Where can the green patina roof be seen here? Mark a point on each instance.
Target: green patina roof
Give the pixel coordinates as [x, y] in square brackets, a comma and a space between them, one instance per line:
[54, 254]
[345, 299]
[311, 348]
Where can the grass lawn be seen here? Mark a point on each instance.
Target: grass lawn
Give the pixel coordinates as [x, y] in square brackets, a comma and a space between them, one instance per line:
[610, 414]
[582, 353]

* * *

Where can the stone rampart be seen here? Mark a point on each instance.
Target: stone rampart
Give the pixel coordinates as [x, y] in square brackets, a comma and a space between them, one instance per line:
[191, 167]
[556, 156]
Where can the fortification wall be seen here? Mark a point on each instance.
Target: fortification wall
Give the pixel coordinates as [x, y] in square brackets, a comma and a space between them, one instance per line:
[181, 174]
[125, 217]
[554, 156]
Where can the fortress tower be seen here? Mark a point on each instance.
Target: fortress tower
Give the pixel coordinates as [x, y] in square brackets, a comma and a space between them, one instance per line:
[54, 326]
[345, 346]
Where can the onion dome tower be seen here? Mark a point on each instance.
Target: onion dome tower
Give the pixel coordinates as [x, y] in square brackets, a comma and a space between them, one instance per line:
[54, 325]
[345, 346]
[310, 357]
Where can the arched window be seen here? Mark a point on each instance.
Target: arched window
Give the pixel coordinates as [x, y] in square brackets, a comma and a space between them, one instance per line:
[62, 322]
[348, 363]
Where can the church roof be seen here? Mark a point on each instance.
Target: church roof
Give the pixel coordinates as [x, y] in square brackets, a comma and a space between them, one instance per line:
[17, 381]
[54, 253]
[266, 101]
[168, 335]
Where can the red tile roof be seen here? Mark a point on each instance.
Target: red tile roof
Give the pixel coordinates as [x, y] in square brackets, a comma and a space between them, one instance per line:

---

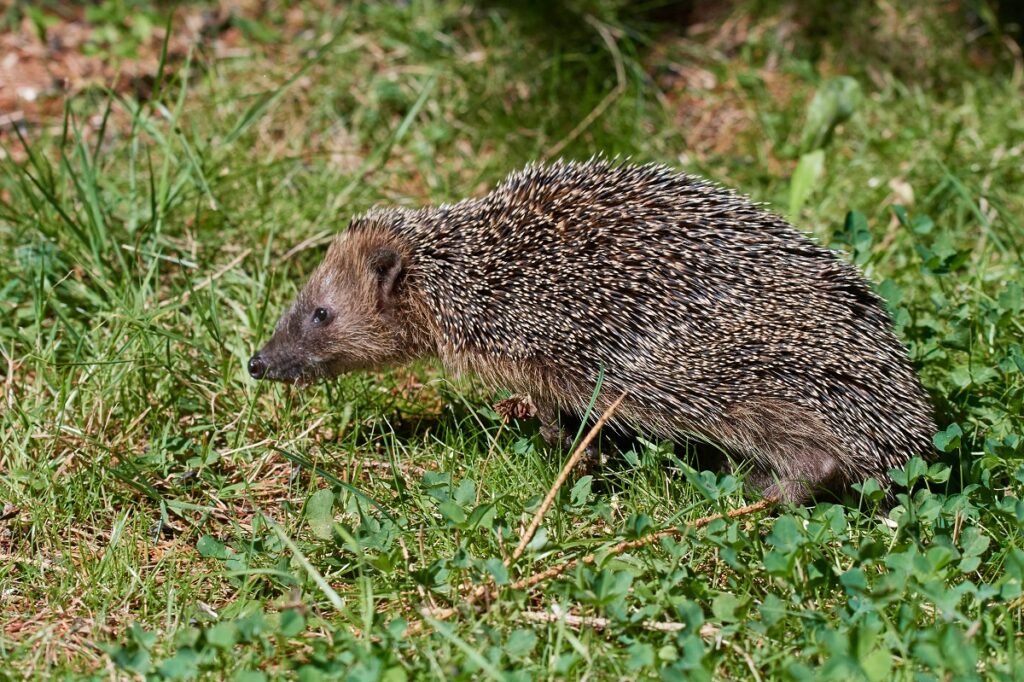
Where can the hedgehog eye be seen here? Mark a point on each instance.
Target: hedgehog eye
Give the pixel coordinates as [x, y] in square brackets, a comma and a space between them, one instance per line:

— Goal of the exercise —
Report every line in the entries above that contains the word "fortress", copying each line word for word.

— Finished exercise —
Where can the fortress tower be seen here? Mark a point on each instance.
Target: fortress tower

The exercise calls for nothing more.